» **Directions**
Reproduce every line of the records below without any changes, and omit the pictures from your output.
=== Material to process ===
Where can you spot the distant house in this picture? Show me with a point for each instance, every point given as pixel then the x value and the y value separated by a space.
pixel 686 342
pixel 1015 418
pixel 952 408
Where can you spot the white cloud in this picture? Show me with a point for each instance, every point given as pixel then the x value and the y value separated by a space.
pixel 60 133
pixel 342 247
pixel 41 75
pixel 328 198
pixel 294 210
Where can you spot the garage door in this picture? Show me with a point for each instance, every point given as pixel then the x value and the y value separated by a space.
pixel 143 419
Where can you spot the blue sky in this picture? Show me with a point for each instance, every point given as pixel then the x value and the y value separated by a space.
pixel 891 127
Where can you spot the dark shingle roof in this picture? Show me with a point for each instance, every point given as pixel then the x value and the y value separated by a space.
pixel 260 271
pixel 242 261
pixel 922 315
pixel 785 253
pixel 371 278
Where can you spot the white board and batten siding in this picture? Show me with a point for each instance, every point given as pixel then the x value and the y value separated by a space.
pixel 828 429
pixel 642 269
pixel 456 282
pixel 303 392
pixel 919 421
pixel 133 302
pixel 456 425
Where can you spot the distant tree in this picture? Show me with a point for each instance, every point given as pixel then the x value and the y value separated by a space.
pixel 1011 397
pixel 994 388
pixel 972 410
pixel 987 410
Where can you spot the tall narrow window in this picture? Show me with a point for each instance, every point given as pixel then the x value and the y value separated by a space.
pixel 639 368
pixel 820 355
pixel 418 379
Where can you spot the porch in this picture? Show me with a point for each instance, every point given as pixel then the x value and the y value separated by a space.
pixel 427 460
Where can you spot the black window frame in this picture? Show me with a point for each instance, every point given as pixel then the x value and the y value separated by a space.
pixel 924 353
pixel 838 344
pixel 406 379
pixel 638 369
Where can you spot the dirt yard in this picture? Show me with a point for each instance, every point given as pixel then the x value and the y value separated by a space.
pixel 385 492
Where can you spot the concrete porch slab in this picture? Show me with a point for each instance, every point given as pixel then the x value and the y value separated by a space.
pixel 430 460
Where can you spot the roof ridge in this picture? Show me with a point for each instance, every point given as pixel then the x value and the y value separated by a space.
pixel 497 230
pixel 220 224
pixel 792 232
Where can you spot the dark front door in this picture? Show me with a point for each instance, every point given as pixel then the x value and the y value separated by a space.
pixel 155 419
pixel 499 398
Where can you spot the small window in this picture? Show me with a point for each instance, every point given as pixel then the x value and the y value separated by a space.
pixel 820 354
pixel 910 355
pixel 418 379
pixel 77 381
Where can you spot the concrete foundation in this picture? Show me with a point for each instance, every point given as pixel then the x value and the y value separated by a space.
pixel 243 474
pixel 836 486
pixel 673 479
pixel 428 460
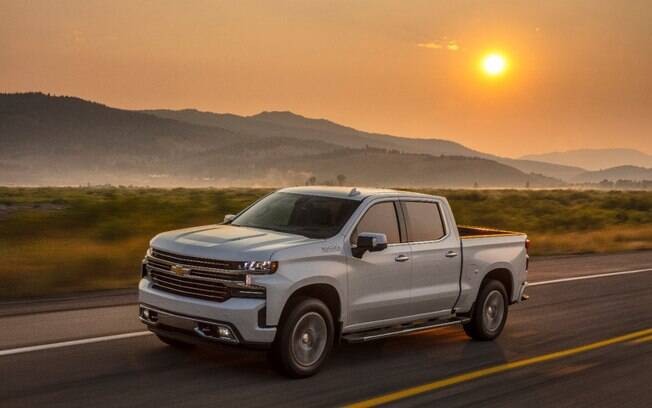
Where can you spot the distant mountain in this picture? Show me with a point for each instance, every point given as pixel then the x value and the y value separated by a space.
===
» **Task answer**
Where can you spot the distant house in this picture? Show me with a point for each instance, every point given as pixel then the x value and the y value separated by a space.
pixel 686 342
pixel 1015 418
pixel 952 408
Where can you spot the white cloud in this picture? Show me with a point for each instance, every point given as pixel then the x value and the y value separated by a space.
pixel 60 133
pixel 342 247
pixel 41 75
pixel 328 198
pixel 294 210
Where can you spot the garage door in this picture? Show me with a point for each instance, every point given as pixel then the x value and the y value separated by a space.
pixel 143 419
Where can you spot the blue sky in this picture? Show me with a point for each instance, every point given as pixel then the x value and the y value separated by a space.
pixel 891 127
Where can you spot the dark shingle roof in this picture? Show me with a point for each instance, every point given as pixel then the x value and the y value separated by a space.
pixel 260 271
pixel 242 261
pixel 922 315
pixel 785 253
pixel 371 278
Where can you spot the white board and batten siding in this picture? Show me with a point for each instance, every point given as pixel then the x value and the y value separated by a space.
pixel 828 429
pixel 642 269
pixel 456 282
pixel 303 392
pixel 919 421
pixel 133 302
pixel 456 425
Where can you spot the distant tree in this picture? Show me with a point for each instance, every point given as pixel then the x value and the y value separated by a space.
pixel 1011 397
pixel 994 388
pixel 972 410
pixel 987 410
Where can you spot the tall narrow window in this picture? Show me with a point for each instance, every point given as pixel then the x value and the y value separated by a space.
pixel 639 368
pixel 820 355
pixel 418 379
Where can you spot the porch in this picture? Show me with a point for each instance, every point given as pixel then the x value and the y value separated by a space.
pixel 427 460
Where can you spot the black window frame in this picture? Show me with a point for each instance, every point given as pixel then the x value and the y value separated by a space.
pixel 924 353
pixel 838 344
pixel 406 379
pixel 638 369
Where can you spot the dirt yard in this picture? Show me with a point for each instance, every point given as pixel then the x value and the y value separated by a space.
pixel 385 492
Where can you spot the concrete porch slab in this picture? Show me with a point for each instance, every point given as pixel then the x value and the y value separated by a space.
pixel 430 460
Where can you spot the roof ridge in this picture? Show me with a point for each instance, every point given as pixel then the x value and the y value separated by a space.
pixel 497 230
pixel 220 224
pixel 792 232
Where can you spot the dark front door in this picture? Show me with a point for each instance, every point given as pixel then the x value and the y value separated by a space.
pixel 155 419
pixel 499 398
Where can you spot the small window in this picture? Show me with a point for each instance, every point given as pixel then the x value and the y value separated by a space.
pixel 820 354
pixel 910 355
pixel 418 379
pixel 77 381
Where can you spot the concrete foundation in this picture? Show me with a point for each instance, every point given as pixel then the x value and the y value separated by a space.
pixel 243 474
pixel 836 486
pixel 673 479
pixel 428 460
Where can you spot the distant mountain in this picture? Show me with a point for each instance, every point given as pixel then the x value and the y value separated by a space.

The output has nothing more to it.